• _Texto de origen_:
------------------------------

El buen salvaje, de Eduardo Caballero Calderón.
Editorial Destino. 289 páginas. 1ª edición de 1966.
Empecé a ver repetidas veces este
libro en diversas sucursales de las librerías de segunda mano Tik Books. En la primera ocasión lo
hojeé y me pareció interesante. Sin embargo, resistí la tentación de comprarlo.
Más tarde busqué en internet información sobre el autor, Eduardo Caballero Calderón (Bogotá, 1910-1993), y a la segunda o
tercera ocasión que me encontré con el libro en un Tik Books lo compré. Al fin
y al cabo, costaba menos de tres euros y era una primera edición de 1966. Este
libro fue el Premio Nadal de 1965.
Tengo anotado en la primera página
que lo compré en mayo de 2015. Es por este tipo de cosas por lo que me resisto
tanto (aunque sea al principio) a comprar libros. Tengo una gran tendencia a
acumularlos y no leerlos. Sin embargo, la suerte de El buen salvaje iba a
cambiar cuando mi amigo Federico Guzmán
me elogiara en México la novela Sin remedio del colombiano Antonio Caballero. Busqué Sin remedio en España a través de
Iberlibro, y cuando me llegó a casa e investigué un poco en internet sobre
Antonio Caballero, me di cuenta de que era hijo de Eduardo Caballero Calderón.
En ese momento supe que tenía que leer las dos novelas seguidas. Posiblemente,
lo más lógico habría sido leer primero la novela del padre y después la del
hijo, cuya publicación dista dos décadas, pero al final lo he hecho al revés.

------------------------------

• _Entradas proporcionadas_:
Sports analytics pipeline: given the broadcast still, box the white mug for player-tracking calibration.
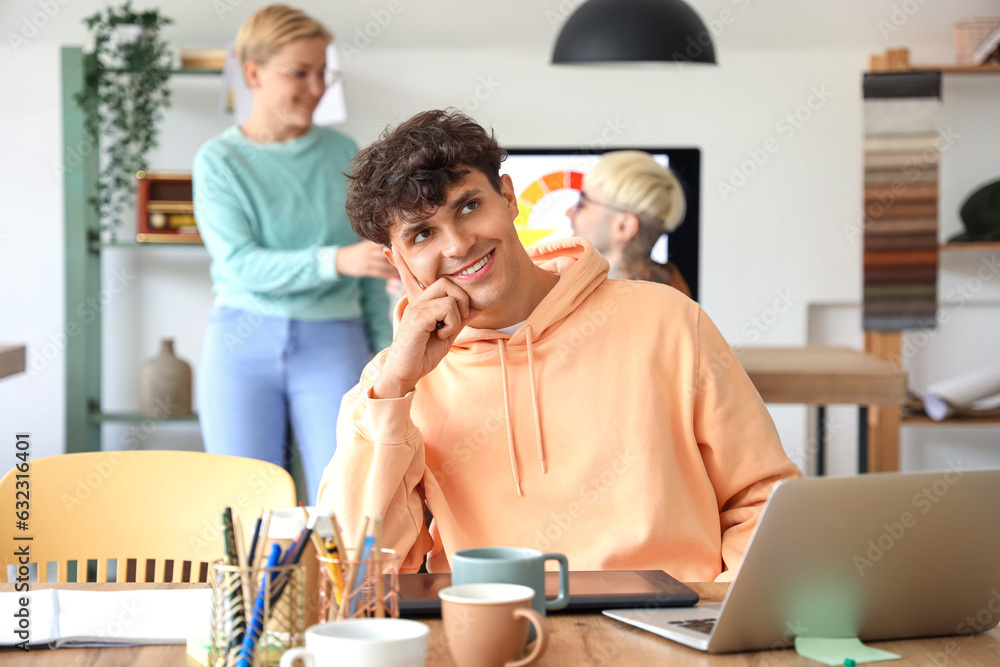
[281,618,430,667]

------------------------------

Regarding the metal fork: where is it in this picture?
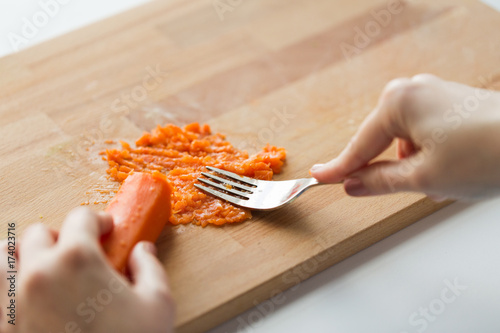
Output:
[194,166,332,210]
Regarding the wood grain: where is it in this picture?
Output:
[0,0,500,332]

------------------------------

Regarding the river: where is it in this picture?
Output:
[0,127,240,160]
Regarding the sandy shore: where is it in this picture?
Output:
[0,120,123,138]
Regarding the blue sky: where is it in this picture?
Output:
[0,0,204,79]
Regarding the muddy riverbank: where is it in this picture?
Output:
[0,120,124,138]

------------------------------

• _Tareas_:
[1] Según el texto de origen, ¿por qué a quien lo escribe le cuesta tanto decidirse a comprar libros?
[2] Escala las líneas de las entradas entre la que contiene "Regarding the blue" y la que contiene "[0,120,124,138]", ambas incluidas. Reprodúcelas íntegras, con el texto que acompaña a cada par de corchetes, multiplicando por 0,6 todas las coordenadas entre corchetes y redondeando a enteros, con las mitades hacia arriba; devuelve solo esas líneas.
Las entradas no guardan ninguna relación con el texto de origen.

• _Resultados_:
[1] Porque tiene una gran tendencia a acumularlos y no leerlos.

[2]
Regarding the blue sky: where is it in this picture?
Output:
[0,0,122,47]
Regarding the muddy riverbank: where is it in this picture?
Output:
[0,72,74,83]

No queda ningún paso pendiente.